Continue the article on Keir Starmer dropping Labour's free university tuition pledge, picking up after its last sentence.

====== DOCUMENT EXCERPT

Sir Keir Starmer poised to ditch pledge on free university tuition

33 comments
  1. >#Sir Keir Starmer poised to ditch pledge on free university tuition

    >Henry Zeffman, Associate Political Editor | Nicola Woolcock, Education Editor
    >Tuesday May 02 2023, 12.01am BST, The Times

    >Keir Starmer is preparing to ditch Labour’s commitment to free university tuition, setting him on another collision course with the left of his party.

    >Labour’s two past general election manifestos promised to abolish tuition fees and Starmer’s successful leadership campaign in 2020 pledged to retain that policy. But the Labour leader is preparing a speech for later this month in which he will reverse his position.

    >A senior party source told The Times: “At a time when we’re being so careful about spending commitments, it’s a glaring anomaly that we still haven’t moved on tuition fees. It’s one of the remaining commitments from 2019 that we will be clear we have moved on from.”

    >Labour strategists hope that electoral benefits from showing Starmer’s fiscal discipline will outweigh the costs of criticism from the party’s left that he is abandoning another previous commitment.

    >Earlier this year Starmer insisted that the ten pledges which formed the basis of his leadership bid “haven’t all been abandoned by any stretch of the imagination”. But he no longer wants to increase income tax for the top 5 per cent of earners, “defend free movement” with the EU or abolish the universal credit benefit system. Plans to nationalise energy companies have also been ditched.

    >Starmer first indicated that he was considering changing his stance on tuition fees in January. Asked by The Times whether he stood by the pledge, he said: “University tuition fees are not working well. They burden young people going forward. Obviously we have got a number of propositions in relation to those fees that we will put forward as we go into the election.

============
====== DATASET RECORDS

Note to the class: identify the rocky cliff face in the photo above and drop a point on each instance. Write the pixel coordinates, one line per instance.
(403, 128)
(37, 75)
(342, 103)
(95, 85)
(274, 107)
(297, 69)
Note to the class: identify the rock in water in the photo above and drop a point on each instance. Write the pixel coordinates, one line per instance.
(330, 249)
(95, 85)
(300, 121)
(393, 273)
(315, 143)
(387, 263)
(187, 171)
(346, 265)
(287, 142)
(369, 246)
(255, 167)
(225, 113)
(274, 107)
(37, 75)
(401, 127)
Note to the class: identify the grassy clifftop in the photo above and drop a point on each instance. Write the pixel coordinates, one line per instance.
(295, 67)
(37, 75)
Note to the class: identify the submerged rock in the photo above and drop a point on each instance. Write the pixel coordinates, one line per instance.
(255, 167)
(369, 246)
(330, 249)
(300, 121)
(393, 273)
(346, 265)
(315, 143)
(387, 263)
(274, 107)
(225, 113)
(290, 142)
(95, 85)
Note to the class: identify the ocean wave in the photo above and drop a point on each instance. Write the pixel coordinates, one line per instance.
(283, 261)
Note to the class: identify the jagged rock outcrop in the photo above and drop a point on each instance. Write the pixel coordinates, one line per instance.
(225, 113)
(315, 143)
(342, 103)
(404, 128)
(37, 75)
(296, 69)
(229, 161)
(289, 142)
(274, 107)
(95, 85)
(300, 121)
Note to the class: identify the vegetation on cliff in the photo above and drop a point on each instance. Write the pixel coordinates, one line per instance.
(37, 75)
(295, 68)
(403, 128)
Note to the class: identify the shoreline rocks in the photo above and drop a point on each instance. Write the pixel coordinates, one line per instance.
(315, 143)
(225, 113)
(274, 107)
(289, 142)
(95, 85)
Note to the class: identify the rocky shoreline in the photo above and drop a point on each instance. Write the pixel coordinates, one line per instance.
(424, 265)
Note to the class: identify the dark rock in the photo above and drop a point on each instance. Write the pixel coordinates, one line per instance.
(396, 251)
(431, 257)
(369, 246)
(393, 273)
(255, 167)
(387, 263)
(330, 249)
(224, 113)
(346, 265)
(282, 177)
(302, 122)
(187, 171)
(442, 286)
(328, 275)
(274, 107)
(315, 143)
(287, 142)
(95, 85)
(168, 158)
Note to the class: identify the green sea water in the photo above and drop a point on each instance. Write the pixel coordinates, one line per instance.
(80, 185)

============

* _RESPONSE FOR THIS EXERCISE_:
    >“But I have to be honest about it, the damage that has been done to our economy means that we are going to have to cost everything as we go into that election and we will do that with discipline”.

    >It is not clear what funding system Starmer prefers. In 2015, under Ed Miliband’s leadership, Labour pledged to cut annual fees from £9,000 to £6,000. The maximum fee for an undergraduate is now £9,250, though universities argue that this has been devalued to the extent that it is worth only around £6,500 compared with when it was introduced.

    >Though the coalition government’s decision to triple fees to £9,000 in 2010 sparked mass protests, polling suggests that many students now accept the system. A survey of more than 1,000 by the Higher Education Policy Institute found that only 28 per cent of students living in England want Labour to pledge to abolishing tuition fees while 23 per cent want Labour to reduce fees to £6,000 and 20 per cent back the status quo. Another 15 per cent want fees to be cut to £3,000, 4 per cent would prefer a graduate tax and 3 per cent want current fees to rise with inflation.

    >Students must fund their day-to-day expenses through maintenance loans, which are capped according to the income of their parents. Many say it is insufficient and barely covers accommodation.

    >The polling found that 52 per cent of students think living costs should be covered by targeted grants and top-up loans while 25 per cent want a mix of grants, loans and parental contributions. Some 46 per cent of students think maintenance support should be between £10,000 and £12,500 each year, while 19 per cent think it should amount to under £10,000 and another 18 per cent think it should be between £12,501 and £15,000.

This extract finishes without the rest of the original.